• 作業指示
A – 多発性骨髄腫についての本文によると、この病気を発病するのはおよそ何人に何人ですか。
B – 多発性骨髄腫についての本文のうち、「CAR-T療法は、かなりの効果が期待されているようですね。」から「また、歯の治療(ズキンズキンする感じ)をイメージされる方が多いようです。」までの部分を、一字一句変えずに書き写してください。

• 抜粋本文
◆ ◆ ◆ ◆ ◆ ◆ ◆

CAR-T療法は、かなりの効果が期待されているようですね。
ただし、現在のところ1回の点滴で2~3,000万程度かかると予想されています。
多発性骨髄腫のセルフチェック方法
『腰痛』+『貧血』『尿たんぱく』『腎臓機能の低下』
腰痛があり、さらに以下の項目に当てはまる場合は、多発性骨髄腫を疑いましょう。
- 貧血
- 尿たんぱく
- 腎臓機能の低下
なお、通常の腰痛とのちがいは、「人生でこんなにツラい思いをしたことない」という方がいるくらい痛いようです。
また、歯の治療(ズキンズキンする感じ)をイメージされる方が多いようです。
ちなみに、10万人に7人くらいが発病する病気だということです。
事前の生活でなにか悪いところがあるという変化は見られないようです。
健康診断でも発見できる
健康診断の結果を受けとったら、以下の項目を確認してみましょう。
- 総蛋白
- アルブミン
総蛋白の数値からアルブミンの数値を引いて4以上の場合、Mたんぱくが増えている可能性があり、多発性骨髄腫の疑いがあります。

◆ ◆ ◆ ◆ ◆ ◆ ◆

データセット抜粋:
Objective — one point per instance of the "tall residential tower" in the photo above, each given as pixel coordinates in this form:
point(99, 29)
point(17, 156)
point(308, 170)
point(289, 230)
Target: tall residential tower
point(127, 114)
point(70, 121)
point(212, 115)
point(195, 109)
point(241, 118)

◆ ◆ ◆ ◆ ◆ ◆ ◆

• 番号付き回答
A – 10万人に7人くらいです。

B –
CAR-T療法は、かなりの効果が期待されているようですね。
ただし、現在のところ1回の点滴で2~3,000万程度かかると予想されています。
多発性骨髄腫のセルフチェック方法
『腰痛』+『貧血』『尿たんぱく』『腎臓機能の低下』
腰痛があり、さらに以下の項目に当てはまる場合は、多発性骨髄腫を疑いましょう。
- 貧血
- 尿たんぱく
- 腎臓機能の低下
なお、通常の腰痛とのちがいは、「人生でこんなにツラい思いをしたことない」という方がいるくらい痛いようです。
また、歯の治療(ズキンズキンする感じ)をイメージされる方が多いようです。